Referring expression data
==========

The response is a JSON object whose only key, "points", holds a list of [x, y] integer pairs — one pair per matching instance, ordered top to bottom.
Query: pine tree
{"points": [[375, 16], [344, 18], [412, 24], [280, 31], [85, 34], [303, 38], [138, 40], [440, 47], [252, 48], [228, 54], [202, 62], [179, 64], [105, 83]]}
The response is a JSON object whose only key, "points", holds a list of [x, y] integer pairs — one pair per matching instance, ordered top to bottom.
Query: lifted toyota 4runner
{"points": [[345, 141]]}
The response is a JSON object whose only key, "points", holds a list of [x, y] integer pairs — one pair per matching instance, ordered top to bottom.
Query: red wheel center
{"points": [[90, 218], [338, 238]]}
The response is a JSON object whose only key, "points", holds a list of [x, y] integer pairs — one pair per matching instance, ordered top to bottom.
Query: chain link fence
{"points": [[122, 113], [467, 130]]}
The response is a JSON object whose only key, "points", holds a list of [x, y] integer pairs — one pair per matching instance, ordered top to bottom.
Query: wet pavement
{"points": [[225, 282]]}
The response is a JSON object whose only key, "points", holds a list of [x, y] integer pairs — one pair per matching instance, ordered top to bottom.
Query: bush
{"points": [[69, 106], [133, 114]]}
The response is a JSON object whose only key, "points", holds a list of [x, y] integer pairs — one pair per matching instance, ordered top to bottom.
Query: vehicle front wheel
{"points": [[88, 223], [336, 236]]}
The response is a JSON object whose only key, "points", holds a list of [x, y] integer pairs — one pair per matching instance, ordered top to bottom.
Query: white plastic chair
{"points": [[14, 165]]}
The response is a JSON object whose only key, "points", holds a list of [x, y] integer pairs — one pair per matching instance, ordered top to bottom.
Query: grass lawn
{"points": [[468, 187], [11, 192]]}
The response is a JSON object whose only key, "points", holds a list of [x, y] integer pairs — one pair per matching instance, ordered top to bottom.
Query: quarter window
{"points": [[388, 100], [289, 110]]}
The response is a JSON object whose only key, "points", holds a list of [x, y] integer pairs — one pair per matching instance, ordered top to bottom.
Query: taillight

==========

[ABOUT THIS TASK] Repeat the data in its entirety, exactly as written.

[ANSWER TO THIS PROBLEM]
The response is a JSON object whose only key, "points", holds a list of [x, y] integer pairs — one pair per matching instance, ordered top to bottom.
Query: pine tree
{"points": [[375, 16], [344, 18], [412, 24], [280, 31], [85, 34], [303, 38], [138, 40], [440, 47], [252, 48], [228, 54], [202, 62], [179, 64], [105, 83]]}
The response is a JSON object whose only key, "points", holds a list of [x, y] integer pairs — one pair per matching instance, ordered top to bottom.
Query: lifted toyota 4runner
{"points": [[345, 141]]}
The response is a JSON object whose only key, "points", holds a list of [x, y] integer pairs — one pair per matching instance, ordered top to bottom.
Query: red wheel center
{"points": [[90, 218], [338, 238]]}
The response is a JSON object whose only key, "points", holds a list of [x, y] integer pairs — one pair per matching instance, ordered top to bottom.
Query: chain link fence
{"points": [[122, 113], [467, 130]]}
The response is a JSON object whose only key, "points", holds a list of [x, y] integer pairs — one pair per matching instance, ordered top to bottom.
Query: wet pavement
{"points": [[225, 282]]}
The response is a JSON object whose only key, "points", holds a list of [x, y] integer pairs — one pair per matching instance, ordered top to bottom.
Query: bush
{"points": [[69, 106], [133, 114]]}
The response is a JSON object whose only key, "points", holds a list of [x, y] integer pairs — one pair per matching instance, ordered top to bottom.
Query: vehicle front wheel
{"points": [[88, 223], [336, 236]]}
The response is a JSON object whose only key, "points", holds a list of [x, y] integer pairs — one pair per matching instance, ordered top to bottom.
Query: white plastic chair
{"points": [[14, 165]]}
The response is a JSON object whose only key, "points", holds a list of [x, y] integer pairs — one pair per matching instance, ordered top to bottom.
Query: grass lawn
{"points": [[468, 187], [11, 192]]}
The response is a JSON object whose only key, "points", holds a list of [x, y] integer pairs — one pair per matching instance, ordered top to bottom.
Query: quarter window
{"points": [[388, 100], [289, 110]]}
The response is a JSON object whose only key, "points", holds a list of [x, y] integer pairs — one pair per matching instance, ordered top to bottom.
Query: taillight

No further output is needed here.